[Saved data entries]
----

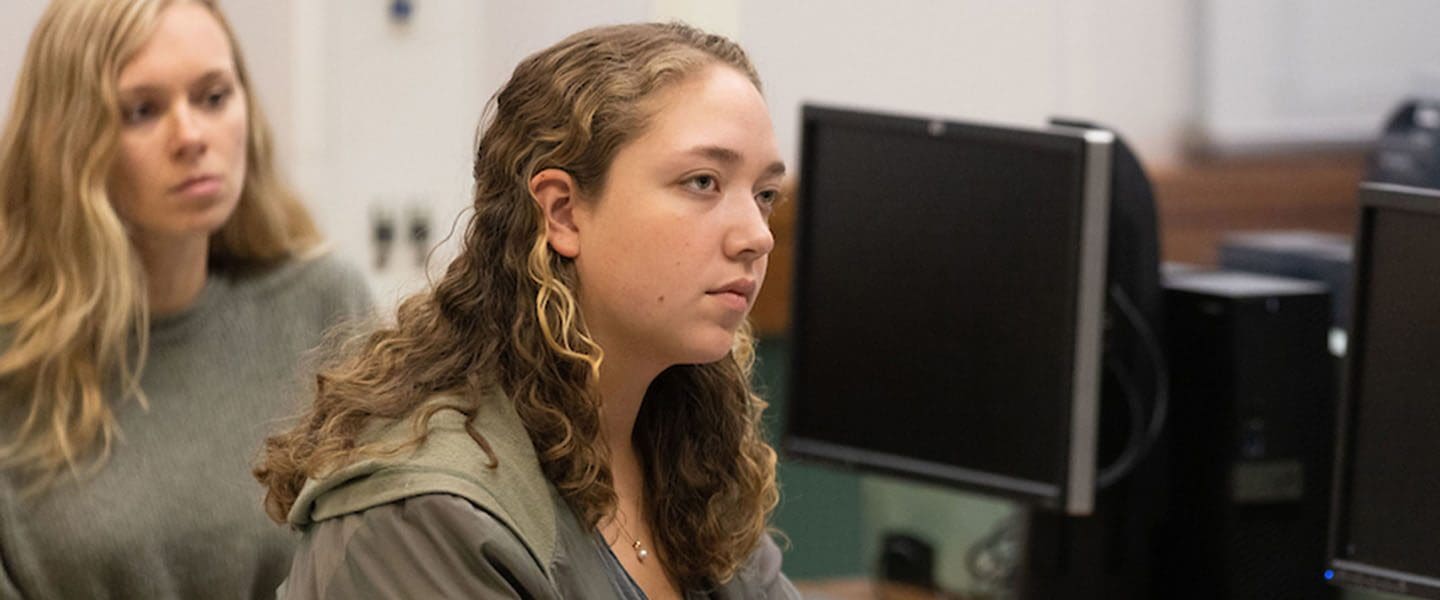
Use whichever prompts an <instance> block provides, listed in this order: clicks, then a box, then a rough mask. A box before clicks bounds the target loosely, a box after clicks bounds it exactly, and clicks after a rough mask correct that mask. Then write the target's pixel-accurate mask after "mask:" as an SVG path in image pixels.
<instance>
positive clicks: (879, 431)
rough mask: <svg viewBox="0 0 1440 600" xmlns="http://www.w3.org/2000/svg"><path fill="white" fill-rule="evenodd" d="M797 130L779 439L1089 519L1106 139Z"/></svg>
mask: <svg viewBox="0 0 1440 600" xmlns="http://www.w3.org/2000/svg"><path fill="white" fill-rule="evenodd" d="M802 122H804V125H802V127H804V129H802V142H801V144H802V158H801V191H799V199H798V201H799V207H798V212H799V222H798V240H796V265H795V266H796V271H795V291H793V294H795V296H793V298H792V306H793V317H792V363H791V388H789V394H788V396H789V414H788V426H786V437H785V449H786V450H789V452H791V453H792V455H799V456H805V458H818V459H825V460H834V462H842V463H847V465H854V466H860V468H868V469H877V471H883V472H888V473H896V475H904V476H913V478H923V479H930V481H937V482H945V483H953V485H958V486H963V488H969V489H978V491H985V492H995V494H1001V495H1007V496H1012V498H1018V499H1022V501H1027V502H1031V504H1038V505H1045V506H1053V508H1057V509H1064V511H1066V512H1070V514H1086V512H1089V511H1090V509H1092V504H1093V495H1094V472H1096V420H1097V412H1099V406H1097V404H1099V387H1100V386H1099V381H1100V354H1102V348H1100V335H1102V327H1103V325H1102V321H1103V311H1104V279H1106V273H1104V265H1106V242H1107V237H1106V235H1107V232H1106V226H1107V214H1109V213H1107V212H1109V204H1110V197H1109V194H1110V190H1109V183H1110V150H1112V141H1113V135H1110V134H1109V132H1104V131H1096V129H1060V128H1051V129H1024V128H1002V127H985V125H973V124H962V122H950V121H935V119H923V118H907V117H894V115H881V114H873V112H861V111H845V109H834V108H819V106H806V108H805V109H804V117H802Z"/></svg>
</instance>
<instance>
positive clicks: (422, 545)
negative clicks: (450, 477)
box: [279, 494, 556, 599]
mask: <svg viewBox="0 0 1440 600" xmlns="http://www.w3.org/2000/svg"><path fill="white" fill-rule="evenodd" d="M377 591H384V594H383V596H386V597H484V599H491V597H539V599H543V597H556V593H554V587H553V586H552V584H550V578H549V577H547V576H546V573H544V570H543V568H541V567H540V563H539V561H537V560H536V557H533V555H531V554H530V550H528V548H527V545H526V544H524V542H523V541H521V538H520V537H518V534H517V532H516V531H513V529H511V528H510V527H508V525H505V524H504V522H503V521H501V519H498V518H495V515H492V514H491V512H488V511H485V509H484V508H481V506H478V505H475V504H474V502H471V501H468V499H465V498H461V496H456V495H449V494H425V495H419V496H410V498H405V499H399V501H395V502H387V504H383V505H379V506H373V508H369V509H366V511H361V512H354V514H348V515H343V517H338V518H334V519H328V521H324V522H320V524H317V525H315V527H312V528H311V529H308V531H307V534H305V537H304V540H302V542H301V547H300V551H298V553H297V555H295V561H294V564H292V565H291V571H289V578H287V580H285V584H284V586H282V587H281V590H279V597H281V599H321V597H369V596H373V594H376V593H377Z"/></svg>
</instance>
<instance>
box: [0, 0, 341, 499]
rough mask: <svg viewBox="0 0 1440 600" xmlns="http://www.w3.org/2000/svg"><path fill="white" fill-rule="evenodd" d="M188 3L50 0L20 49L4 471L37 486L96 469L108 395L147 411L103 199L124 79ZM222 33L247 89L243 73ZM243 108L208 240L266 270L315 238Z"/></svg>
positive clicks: (243, 263) (127, 290)
mask: <svg viewBox="0 0 1440 600" xmlns="http://www.w3.org/2000/svg"><path fill="white" fill-rule="evenodd" d="M174 1H192V0H55V1H52V3H50V6H49V7H48V9H46V12H45V14H43V16H42V17H40V22H39V24H37V26H36V29H35V33H33V35H32V36H30V43H29V47H27V50H26V56H24V62H23V66H22V71H20V78H19V81H17V83H16V94H14V99H13V102H12V108H10V117H9V121H7V122H6V125H4V134H3V137H0V414H3V416H4V417H6V419H10V423H9V424H10V427H7V430H6V437H0V468H3V469H6V471H14V472H19V473H20V475H22V479H23V481H27V482H29V486H27V489H29V491H37V489H42V488H45V486H46V485H48V483H49V482H52V481H53V478H55V476H56V475H59V473H62V472H65V471H66V469H69V471H71V472H72V473H75V475H85V473H88V472H94V471H96V469H99V468H101V466H104V463H105V460H107V459H108V456H109V452H111V446H112V443H114V440H115V436H117V433H118V427H117V422H115V413H114V407H115V403H117V401H125V400H134V401H140V403H141V406H144V404H145V397H144V393H143V390H141V388H140V374H141V370H143V368H144V361H145V348H147V347H148V329H150V319H148V312H150V311H148V308H147V299H145V285H144V281H145V273H144V269H143V266H141V263H140V259H138V256H137V253H135V250H134V247H132V245H131V240H130V233H128V230H127V226H125V223H124V222H122V220H121V219H120V217H118V216H117V213H115V210H114V207H112V204H111V197H109V193H108V180H109V177H111V176H112V170H114V168H115V157H117V148H118V140H120V128H121V118H120V102H118V99H117V81H118V79H120V71H121V69H122V68H124V66H125V65H127V63H128V60H130V59H131V58H132V56H134V55H135V52H138V50H140V47H141V46H144V43H145V42H147V40H148V39H150V36H151V33H153V32H154V29H156V26H157V22H158V19H160V13H161V12H163V10H164V9H166V7H167V6H170V4H173V3H174ZM193 1H197V3H199V4H202V6H204V7H207V9H209V10H210V13H212V14H213V16H215V19H216V20H217V22H219V23H220V27H222V29H223V30H225V33H226V37H228V39H229V43H230V47H232V52H233V59H235V69H236V76H238V78H239V85H240V89H242V92H246V91H248V89H249V81H251V79H249V73H248V72H246V69H245V62H243V60H242V58H240V52H239V47H238V46H236V42H235V35H233V32H232V30H230V26H229V23H228V22H226V20H225V16H223V14H222V13H220V12H219V9H217V7H216V4H215V1H213V0H193ZM246 105H248V115H246V117H248V122H249V125H248V128H249V131H248V134H246V138H248V140H246V141H248V150H246V176H245V183H243V187H242V191H240V200H239V204H238V207H236V210H235V214H232V216H230V219H229V220H228V222H226V223H225V224H223V226H222V227H220V230H217V232H216V233H215V235H213V236H212V237H210V250H209V252H210V268H212V271H213V269H236V268H266V266H271V265H276V263H279V262H284V260H285V259H288V258H292V256H297V255H300V253H302V252H307V250H310V249H312V247H315V246H317V245H318V242H320V233H318V232H317V229H315V224H314V222H312V220H311V217H310V214H308V213H307V212H305V209H304V206H301V203H300V201H298V199H297V197H295V196H294V194H292V193H291V190H289V188H288V187H287V186H285V184H284V183H282V181H281V180H279V177H278V174H276V170H275V167H274V163H272V161H274V150H272V145H271V135H269V128H268V125H266V124H265V118H264V115H262V114H261V109H259V104H258V102H256V101H255V99H253V95H251V101H249V102H246Z"/></svg>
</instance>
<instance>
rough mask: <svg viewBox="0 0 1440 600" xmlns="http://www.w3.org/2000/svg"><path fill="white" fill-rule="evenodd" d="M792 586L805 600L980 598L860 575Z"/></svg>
mask: <svg viewBox="0 0 1440 600" xmlns="http://www.w3.org/2000/svg"><path fill="white" fill-rule="evenodd" d="M795 587H796V588H798V590H799V591H801V596H804V597H805V599H806V600H979V599H973V597H968V596H958V594H952V593H948V591H933V590H924V588H920V587H914V586H906V584H899V583H883V581H871V580H868V578H863V577H854V578H832V580H806V581H795Z"/></svg>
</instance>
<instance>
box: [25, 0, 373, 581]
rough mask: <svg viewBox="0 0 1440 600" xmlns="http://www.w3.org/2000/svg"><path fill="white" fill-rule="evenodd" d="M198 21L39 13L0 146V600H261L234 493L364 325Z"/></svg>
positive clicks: (208, 22)
mask: <svg viewBox="0 0 1440 600" xmlns="http://www.w3.org/2000/svg"><path fill="white" fill-rule="evenodd" d="M248 83H249V76H248V75H246V71H245V65H243V62H242V60H240V55H239V52H238V49H236V47H235V36H233V35H232V32H230V30H229V26H228V24H226V22H225V19H223V16H222V14H220V13H219V10H217V7H216V6H215V4H213V1H196V0H173V1H170V0H55V1H53V3H52V4H50V6H49V7H48V9H46V12H45V14H43V16H42V17H40V23H39V26H37V27H36V30H35V33H33V35H32V39H30V45H29V49H27V50H26V56H24V62H23V68H22V72H20V79H19V82H17V85H16V96H14V101H13V105H12V108H10V114H9V121H7V122H6V124H4V134H3V138H0V558H3V560H0V565H3V571H0V597H4V599H13V597H36V599H60V597H73V599H98V597H132V599H168V597H204V599H225V597H232V599H242V597H272V596H274V590H275V586H276V584H278V583H279V581H281V580H282V578H284V576H285V568H287V565H288V564H289V557H291V553H292V544H294V540H292V538H291V537H289V535H287V534H285V532H282V531H275V528H274V527H269V525H268V524H266V521H265V515H264V512H262V511H261V509H259V508H258V506H256V502H258V496H256V494H255V492H253V488H252V486H251V485H248V471H249V462H251V460H252V458H253V456H255V449H256V447H258V445H259V442H261V440H262V439H264V437H265V436H266V433H269V429H271V420H272V419H275V417H278V416H282V414H285V413H288V412H291V410H294V409H292V407H294V399H295V393H298V391H300V390H301V387H300V386H298V383H300V374H298V370H297V368H298V365H300V361H301V355H302V353H305V351H307V350H308V348H311V347H314V345H317V344H318V342H320V341H321V332H323V331H324V329H325V328H327V327H328V325H331V324H333V322H334V321H337V318H341V317H343V315H354V314H360V312H364V311H367V308H369V302H370V301H369V294H367V291H366V288H364V282H363V281H361V278H360V276H359V275H357V272H356V271H353V269H350V268H346V266H343V265H340V263H338V262H336V260H334V259H331V258H325V256H323V253H321V252H318V243H320V235H318V233H317V230H315V226H314V223H312V222H311V219H310V216H308V214H307V212H305V209H304V207H302V206H301V204H300V201H297V199H295V197H294V194H292V193H291V191H289V190H288V188H287V187H285V186H284V184H282V183H281V180H279V178H278V176H276V173H275V165H274V164H272V148H271V140H269V131H268V128H266V125H265V122H264V119H262V117H261V112H259V108H258V106H256V102H255V99H253V95H252V94H251V89H249V88H248Z"/></svg>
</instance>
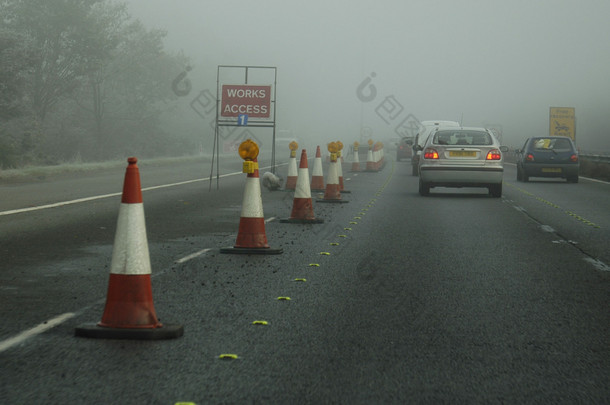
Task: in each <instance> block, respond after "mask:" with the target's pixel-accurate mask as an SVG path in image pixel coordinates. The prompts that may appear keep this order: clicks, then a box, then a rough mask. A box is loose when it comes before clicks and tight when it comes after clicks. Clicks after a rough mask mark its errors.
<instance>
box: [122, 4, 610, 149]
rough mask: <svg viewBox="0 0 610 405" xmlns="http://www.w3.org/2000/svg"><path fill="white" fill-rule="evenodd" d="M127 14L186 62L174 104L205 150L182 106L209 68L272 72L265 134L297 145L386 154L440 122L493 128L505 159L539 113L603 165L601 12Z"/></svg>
mask: <svg viewBox="0 0 610 405" xmlns="http://www.w3.org/2000/svg"><path fill="white" fill-rule="evenodd" d="M128 4H129V9H130V12H131V14H132V16H133V17H134V18H137V19H139V20H141V21H142V22H143V23H144V24H145V25H147V26H149V27H155V28H162V29H165V30H167V32H168V35H167V37H166V40H165V45H166V47H167V48H168V49H169V50H182V51H183V52H184V54H185V55H186V56H188V57H189V58H190V60H191V62H192V70H191V71H189V73H188V78H189V79H190V80H191V82H192V85H193V90H192V91H191V92H190V94H189V95H187V96H185V97H183V98H182V100H181V102H183V107H184V108H185V112H184V116H185V117H188V119H191V118H192V119H198V120H200V121H201V126H202V132H203V133H204V136H207V135H205V134H208V135H210V136H211V133H212V130H211V128H210V125H209V123H206V122H203V120H201V117H197V114H196V113H195V112H194V111H188V110H189V104H190V103H191V102H192V100H193V99H194V98H195V97H196V96H197V94H199V92H201V91H203V90H206V89H207V90H209V91H210V92H211V93H212V94H214V95H215V94H216V75H217V66H218V65H249V66H274V67H277V88H276V91H277V99H276V102H277V104H276V109H277V110H276V124H277V125H276V128H277V130H278V131H281V133H282V134H289V135H291V136H295V137H298V138H299V139H300V140H302V141H304V143H305V144H307V145H313V144H314V143H322V142H327V141H331V140H337V139H340V140H342V141H343V142H352V141H354V140H359V141H361V140H364V139H368V137H372V138H373V139H375V140H385V139H389V138H392V137H395V136H397V135H396V133H395V130H396V128H397V126H398V125H399V124H400V122H401V121H402V120H404V119H407V120H408V119H417V120H420V121H421V120H429V119H445V120H455V121H461V122H462V124H463V125H468V126H483V125H485V126H492V127H495V128H497V129H499V130H500V131H501V132H502V137H503V143H504V144H507V145H509V146H513V147H515V146H520V145H521V143H522V142H523V141H524V140H525V138H526V137H528V136H533V135H543V134H548V131H549V108H550V107H574V108H575V110H576V140H577V143H578V145H579V147H580V148H581V149H582V150H584V151H598V150H603V151H606V152H608V151H610V142H609V140H608V135H609V131H608V126H607V123H606V121H607V116H608V112H610V80H609V79H610V41H609V39H610V24H608V23H607V16H608V15H610V2H608V1H607V0H583V1H568V0H539V1H531V0H527V1H526V0H511V1H505V0H504V1H496V0H480V1H477V0H460V1H456V0H440V1H432V0H421V1H420V0H412V1H398V0H397V1H376V2H373V1H354V0H350V1H343V0H339V1H338V0H331V1H328V0H324V1H323V0H309V1H306V2H304V1H299V2H295V1H286V0H281V1H280V0H266V1H264V2H260V1H259V2H253V1H247V0H232V1H202V0H176V1H172V2H170V1H167V0H129V1H128ZM172 79H173V78H168V81H171V80H172ZM365 80H369V81H368V82H365ZM359 86H361V87H360V90H358V88H359ZM373 92H374V93H373ZM189 114H190V116H189ZM185 119H186V118H185ZM405 122H407V121H405ZM278 136H279V135H278ZM310 147H311V146H310Z"/></svg>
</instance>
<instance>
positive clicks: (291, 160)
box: [284, 149, 299, 191]
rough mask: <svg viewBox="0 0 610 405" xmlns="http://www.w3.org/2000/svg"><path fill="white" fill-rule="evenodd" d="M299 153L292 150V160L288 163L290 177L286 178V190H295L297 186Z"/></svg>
mask: <svg viewBox="0 0 610 405" xmlns="http://www.w3.org/2000/svg"><path fill="white" fill-rule="evenodd" d="M296 156H297V151H296V150H292V149H291V150H290V160H289V161H288V175H287V176H286V186H284V189H285V190H290V191H292V190H294V189H295V188H296V186H297V178H298V175H299V174H298V172H297V158H296Z"/></svg>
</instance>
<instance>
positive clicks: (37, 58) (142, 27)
mask: <svg viewBox="0 0 610 405" xmlns="http://www.w3.org/2000/svg"><path fill="white" fill-rule="evenodd" d="M165 36H166V33H165V32H164V31H162V30H158V29H147V28H146V27H144V26H143V24H142V23H141V22H140V21H138V20H136V19H133V18H132V17H131V16H130V15H129V13H128V11H127V6H126V4H124V3H115V2H110V1H107V0H0V167H1V168H18V167H22V166H25V165H40V164H58V163H61V162H70V161H75V160H76V161H100V160H105V159H110V158H116V157H124V156H125V155H126V154H138V155H144V156H148V157H152V156H160V155H175V154H181V153H184V152H186V151H190V150H193V149H194V148H195V145H194V142H195V141H194V140H193V139H189V138H188V137H186V136H184V135H181V134H179V133H178V134H176V133H174V131H171V132H168V131H166V130H164V127H163V122H162V119H161V116H162V112H167V111H171V109H172V108H173V107H174V105H175V103H176V100H177V96H176V95H175V94H173V93H172V91H171V81H172V78H174V77H175V76H176V75H177V74H178V73H180V72H181V71H182V70H184V68H185V66H187V65H188V58H187V57H186V56H184V55H182V54H181V53H176V54H173V55H172V54H170V53H168V52H167V51H166V50H165V49H164V45H163V39H164V37H165Z"/></svg>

----

_Assigned task_: Copy the lines from the first one up to and including the line with "130L779 439L1089 519L1106", replacing "rough mask" with "coarse mask" and changing nothing else. Leave the pictures out of your answer.

_Task response_:
Use whichever prompts an <instance> block provides, listed in this order: clicks, then a box, then a coarse mask. A box before clicks bounds the target loosely, a box after clicks bounds it exactly, and clicks after a coarse mask correct that mask. Then write the target's pixel-accurate mask after "mask:" as an SVG path in image pixels.
<instance>
positive clicks: (879, 431)
coarse mask: <svg viewBox="0 0 1440 600" xmlns="http://www.w3.org/2000/svg"><path fill="white" fill-rule="evenodd" d="M797 130L779 439L1089 519L1106 139Z"/></svg>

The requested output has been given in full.